## To do
Every record here should be printed again exactly.

## Exercise data
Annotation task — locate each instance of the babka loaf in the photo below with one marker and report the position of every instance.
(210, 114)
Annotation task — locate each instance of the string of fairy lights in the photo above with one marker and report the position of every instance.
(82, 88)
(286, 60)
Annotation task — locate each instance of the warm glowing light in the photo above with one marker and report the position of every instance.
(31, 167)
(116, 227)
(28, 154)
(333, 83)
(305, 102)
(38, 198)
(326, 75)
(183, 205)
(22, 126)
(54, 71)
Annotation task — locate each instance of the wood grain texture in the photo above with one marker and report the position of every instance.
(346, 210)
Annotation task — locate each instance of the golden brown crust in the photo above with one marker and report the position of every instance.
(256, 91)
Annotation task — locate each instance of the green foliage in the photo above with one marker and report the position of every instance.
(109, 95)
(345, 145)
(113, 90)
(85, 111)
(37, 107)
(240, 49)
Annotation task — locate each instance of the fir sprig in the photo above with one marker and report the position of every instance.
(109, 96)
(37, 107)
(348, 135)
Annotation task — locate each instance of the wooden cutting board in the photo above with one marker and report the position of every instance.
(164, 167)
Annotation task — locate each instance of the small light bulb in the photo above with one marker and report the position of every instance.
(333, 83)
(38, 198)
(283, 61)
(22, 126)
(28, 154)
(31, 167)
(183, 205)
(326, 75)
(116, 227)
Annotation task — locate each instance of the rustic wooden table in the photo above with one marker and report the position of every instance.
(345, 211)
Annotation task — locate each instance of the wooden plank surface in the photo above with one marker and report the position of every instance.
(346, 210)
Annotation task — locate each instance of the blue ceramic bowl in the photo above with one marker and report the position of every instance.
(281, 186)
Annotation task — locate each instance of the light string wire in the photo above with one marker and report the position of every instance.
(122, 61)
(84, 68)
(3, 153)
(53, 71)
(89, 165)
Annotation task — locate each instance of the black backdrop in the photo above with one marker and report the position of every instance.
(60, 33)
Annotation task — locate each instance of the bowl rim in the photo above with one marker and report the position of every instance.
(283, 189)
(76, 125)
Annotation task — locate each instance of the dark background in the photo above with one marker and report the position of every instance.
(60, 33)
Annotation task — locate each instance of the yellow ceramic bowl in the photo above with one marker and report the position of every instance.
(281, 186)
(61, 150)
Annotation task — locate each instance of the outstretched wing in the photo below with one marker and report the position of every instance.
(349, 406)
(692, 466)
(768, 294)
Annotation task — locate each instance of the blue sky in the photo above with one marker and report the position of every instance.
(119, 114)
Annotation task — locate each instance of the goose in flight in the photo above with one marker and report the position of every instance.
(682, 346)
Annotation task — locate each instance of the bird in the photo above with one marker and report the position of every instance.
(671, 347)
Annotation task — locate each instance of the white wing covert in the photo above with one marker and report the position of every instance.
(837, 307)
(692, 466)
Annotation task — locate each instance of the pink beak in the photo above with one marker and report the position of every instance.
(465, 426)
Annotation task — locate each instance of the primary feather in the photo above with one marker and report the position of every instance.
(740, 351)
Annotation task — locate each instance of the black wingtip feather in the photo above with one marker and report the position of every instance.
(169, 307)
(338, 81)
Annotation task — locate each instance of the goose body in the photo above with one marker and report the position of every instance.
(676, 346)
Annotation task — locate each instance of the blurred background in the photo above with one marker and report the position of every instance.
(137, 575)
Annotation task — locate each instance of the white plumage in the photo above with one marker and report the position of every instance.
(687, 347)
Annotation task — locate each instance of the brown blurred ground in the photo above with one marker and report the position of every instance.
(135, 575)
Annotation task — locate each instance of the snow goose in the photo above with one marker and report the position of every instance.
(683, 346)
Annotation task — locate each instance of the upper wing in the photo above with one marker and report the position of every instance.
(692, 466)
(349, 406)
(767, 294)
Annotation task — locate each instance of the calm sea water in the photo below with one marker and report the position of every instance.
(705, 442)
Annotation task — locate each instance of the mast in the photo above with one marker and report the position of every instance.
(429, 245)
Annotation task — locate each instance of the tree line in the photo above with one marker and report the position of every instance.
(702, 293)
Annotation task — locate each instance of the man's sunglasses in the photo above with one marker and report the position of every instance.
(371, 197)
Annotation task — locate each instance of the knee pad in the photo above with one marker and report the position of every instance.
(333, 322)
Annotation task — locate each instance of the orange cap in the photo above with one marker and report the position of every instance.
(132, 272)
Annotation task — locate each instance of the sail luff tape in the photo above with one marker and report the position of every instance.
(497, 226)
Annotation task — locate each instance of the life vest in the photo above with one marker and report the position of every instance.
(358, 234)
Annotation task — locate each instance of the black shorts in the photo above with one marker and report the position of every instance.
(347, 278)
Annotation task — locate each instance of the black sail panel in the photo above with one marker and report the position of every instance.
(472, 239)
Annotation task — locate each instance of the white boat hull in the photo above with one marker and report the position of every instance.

## Output of the exercise
Annotation task — locate each instance of the babka loaf in the photo below with one marker and report the position of every instance.
(210, 114)
Annotation task — locate each instance of the string of fairy lights in the photo above with one marker and report the position of every instance.
(82, 88)
(286, 60)
Annotation task — locate each instance of the warm glowing light in the photo above with one marker and report the position of every instance.
(31, 167)
(116, 227)
(28, 154)
(333, 83)
(305, 102)
(38, 198)
(326, 75)
(183, 205)
(22, 126)
(54, 71)
Annotation task — locate each instance of the wood grain texture in the photo above with one marker and report the position of every instance.
(346, 210)
Annotation task — locate each instance of the golden brown crust in the photo above with one marker and report the position of every instance.
(256, 91)
Annotation task — locate each instance of the green foliage in the photo above with one marker and report the position of every instance.
(109, 95)
(345, 145)
(113, 90)
(85, 111)
(37, 107)
(240, 49)
Annotation task — locate each instance of the fir sprig in the photo above with one marker and report the position of every instance.
(109, 96)
(37, 107)
(348, 135)
Annotation task — locate each instance of the wooden cutting board in the photo above with one marker and report the position of every instance.
(164, 167)
Annotation task — locate each instance of the small light bulb in the photo above with one marker and report the position of every instance.
(333, 83)
(38, 198)
(283, 61)
(22, 126)
(28, 154)
(31, 167)
(183, 205)
(326, 75)
(116, 227)
Annotation task — locate each instance of the rustic wooden table in the photo above with one marker and report the position of every instance.
(345, 211)
Annotation task — locate each instance of the wooden plank surface in the photo above with one marker and report the position of every instance.
(346, 210)
Annotation task — locate each instance of the blue ceramic bowl in the photo above with one marker and report the position of every instance.
(281, 186)
Annotation task — locate each instance of the light string wire in the photo above with one marker and report the position of every instance.
(122, 61)
(84, 68)
(3, 153)
(53, 71)
(89, 165)
Annotation task — locate each instance of the black backdrop in the photo above with one marker and report the position of every instance.
(60, 33)
Annotation task — locate each instance of the bowl rim in the photo above with one marker and report the position of every instance.
(283, 189)
(76, 125)
Annotation task — locate each instance of the dark background in the photo above with one marker and report the position of every instance.
(60, 33)
Annotation task — locate each instance of the yellow ceramic bowl in the photo above with one marker and report the position of every instance.
(281, 186)
(61, 150)
Annotation task — locate each instance of the outstretched wing in the photo below with one marker and report the position of every instance.
(349, 406)
(692, 466)
(768, 294)
Annotation task — locate each instance of the blue sky in the photo above with one marker and report the position of every instance.
(119, 114)
Annotation task — locate each instance of the goose in flight in the photo above with one marker and report the position of every instance.
(682, 346)
Annotation task — locate each instance of the bird in the photo above with one marker and report the position of every instance.
(671, 347)
Annotation task — locate each instance of the white wing covert in the photo above with one marker and report the position of every instance.
(837, 307)
(692, 466)
Annotation task — locate each instance of the pink beak in the photo above with one marker and report the position of every instance.
(465, 426)
Annotation task — locate each instance of the primary feather in the photo above with one marker and report the position of every instance.
(740, 351)
Annotation task — locate each instance of the black wingtip feather in the photo above with one marker and report the position of every instance.
(169, 307)
(338, 81)
Annotation task — locate each instance of the goose body in the photo above with one marker and report the position of every instance.
(676, 346)
Annotation task — locate each instance of the blurred background in the photo above with one marker and report the position of every instance.
(137, 575)
Annotation task — locate each instance of the white plumage in the photo above with one marker and report the position of every instance.
(687, 347)
Annotation task — locate each instance of the brown blurred ground in the photo above with one marker and report the position of every instance.
(135, 575)
Annotation task — locate each instance of the snow goose in the photo above with one marker and report the position of every instance.
(683, 346)
Annotation task — locate each instance of the upper wing in the photo above with one marker and report the position of every instance.
(692, 466)
(349, 406)
(767, 294)
Annotation task — locate each instance of the calm sea water in the photo below with one marker and report the position of every instance.
(705, 442)
Annotation task — locate each instance of the mast in the photo above with one marker and report the position of every instance.
(429, 245)
Annotation task — locate each instance of the tree line in the photo above with one marker and report the position of every instance.
(702, 293)
Annotation task — locate each instance of the man's sunglasses in the photo above with one marker and report the position of every instance.
(371, 197)
Annotation task — locate each instance of the knee pad in the photo above with one marker and report the position of every instance.
(333, 322)
Annotation task — locate each instance of the orange cap in the photo above with one marker and report the position of every instance.
(132, 272)
Annotation task — locate each instance of the sail luff tape in the photo above with one marker and report the position of every instance.
(497, 226)
Annotation task — locate each instance of the life vest in the photo above with one marker and report the position of every instance.
(358, 234)
Annotation task — locate each instance of the black shorts in the photo above with one marker and report the position of every instance.
(347, 278)
Annotation task — locate each instance of the black sail panel in the photo above with one marker and report the position of every instance.
(472, 239)
Annotation task — locate each instance of the white boat hull in the photo above with one marker and report the position of every instance.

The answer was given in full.